§ **INSTRUCTIONS FOR THE TASK**
Scan the records for lines with the word "girl", and copy every such line.

Natural language region descriptions:
========================================================================
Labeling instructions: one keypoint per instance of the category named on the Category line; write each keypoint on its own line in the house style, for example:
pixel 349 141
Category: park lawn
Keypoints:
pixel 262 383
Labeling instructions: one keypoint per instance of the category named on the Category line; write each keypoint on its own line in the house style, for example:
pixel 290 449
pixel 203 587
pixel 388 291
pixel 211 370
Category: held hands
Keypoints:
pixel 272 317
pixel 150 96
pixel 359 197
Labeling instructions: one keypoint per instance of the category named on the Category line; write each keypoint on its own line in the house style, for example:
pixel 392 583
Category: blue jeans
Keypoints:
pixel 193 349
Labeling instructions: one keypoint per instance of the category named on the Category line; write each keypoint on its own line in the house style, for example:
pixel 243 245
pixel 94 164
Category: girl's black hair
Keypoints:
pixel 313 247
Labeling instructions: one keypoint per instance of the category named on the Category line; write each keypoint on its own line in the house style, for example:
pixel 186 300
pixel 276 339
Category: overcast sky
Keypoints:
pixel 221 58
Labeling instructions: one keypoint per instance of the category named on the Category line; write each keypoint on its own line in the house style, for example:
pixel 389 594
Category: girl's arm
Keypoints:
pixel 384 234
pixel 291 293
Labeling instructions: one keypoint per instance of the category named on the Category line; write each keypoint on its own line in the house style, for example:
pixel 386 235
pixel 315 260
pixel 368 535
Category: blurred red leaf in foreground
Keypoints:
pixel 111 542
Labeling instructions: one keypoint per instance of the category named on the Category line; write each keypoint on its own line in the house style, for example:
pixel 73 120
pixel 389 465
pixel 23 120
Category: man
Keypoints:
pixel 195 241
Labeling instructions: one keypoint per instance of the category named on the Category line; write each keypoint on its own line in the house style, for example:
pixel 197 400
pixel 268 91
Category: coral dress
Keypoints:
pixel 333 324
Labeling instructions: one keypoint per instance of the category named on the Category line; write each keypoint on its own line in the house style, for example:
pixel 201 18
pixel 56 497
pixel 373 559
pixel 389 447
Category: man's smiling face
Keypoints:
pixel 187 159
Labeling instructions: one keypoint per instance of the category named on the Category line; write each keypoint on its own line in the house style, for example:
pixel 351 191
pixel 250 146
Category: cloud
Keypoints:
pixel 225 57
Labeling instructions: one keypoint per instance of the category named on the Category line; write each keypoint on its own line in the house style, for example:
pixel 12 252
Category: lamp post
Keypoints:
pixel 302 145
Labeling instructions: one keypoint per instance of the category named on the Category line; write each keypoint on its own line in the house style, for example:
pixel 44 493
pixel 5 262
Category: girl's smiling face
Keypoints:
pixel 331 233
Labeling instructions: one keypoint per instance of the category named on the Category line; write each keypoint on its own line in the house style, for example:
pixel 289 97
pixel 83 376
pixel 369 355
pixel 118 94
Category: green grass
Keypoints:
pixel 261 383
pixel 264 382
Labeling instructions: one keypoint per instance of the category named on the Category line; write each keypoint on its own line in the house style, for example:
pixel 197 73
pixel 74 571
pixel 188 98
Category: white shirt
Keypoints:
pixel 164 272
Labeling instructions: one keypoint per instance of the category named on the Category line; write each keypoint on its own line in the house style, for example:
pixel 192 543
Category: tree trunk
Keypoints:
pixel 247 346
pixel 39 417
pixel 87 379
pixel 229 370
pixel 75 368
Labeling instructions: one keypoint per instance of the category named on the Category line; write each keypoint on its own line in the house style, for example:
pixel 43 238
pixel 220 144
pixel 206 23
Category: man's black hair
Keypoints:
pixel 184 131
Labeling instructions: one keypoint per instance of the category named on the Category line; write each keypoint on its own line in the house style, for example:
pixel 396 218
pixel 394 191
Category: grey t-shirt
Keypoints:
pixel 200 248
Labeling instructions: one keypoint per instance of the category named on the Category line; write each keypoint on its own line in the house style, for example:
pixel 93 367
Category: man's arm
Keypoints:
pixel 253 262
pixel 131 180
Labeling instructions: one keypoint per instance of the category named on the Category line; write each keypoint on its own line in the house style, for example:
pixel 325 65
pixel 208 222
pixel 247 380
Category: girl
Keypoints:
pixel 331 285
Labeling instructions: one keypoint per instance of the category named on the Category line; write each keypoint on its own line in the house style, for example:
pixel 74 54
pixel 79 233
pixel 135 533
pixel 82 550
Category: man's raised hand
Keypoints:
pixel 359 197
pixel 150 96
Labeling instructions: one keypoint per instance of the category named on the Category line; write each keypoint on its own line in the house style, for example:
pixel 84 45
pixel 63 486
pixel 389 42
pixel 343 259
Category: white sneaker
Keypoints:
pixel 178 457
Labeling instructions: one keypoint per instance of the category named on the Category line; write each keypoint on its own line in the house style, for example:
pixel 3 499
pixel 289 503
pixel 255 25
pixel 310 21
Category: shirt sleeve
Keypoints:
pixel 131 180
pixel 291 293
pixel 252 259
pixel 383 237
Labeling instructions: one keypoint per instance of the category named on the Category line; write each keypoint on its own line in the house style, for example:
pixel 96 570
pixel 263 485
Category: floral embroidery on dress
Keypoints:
========================================================================
§ **RESULT FOR THIS EXERCISE**
Category: girl's black hair
Category: girl's arm
Category: girl's smiling face
Category: girl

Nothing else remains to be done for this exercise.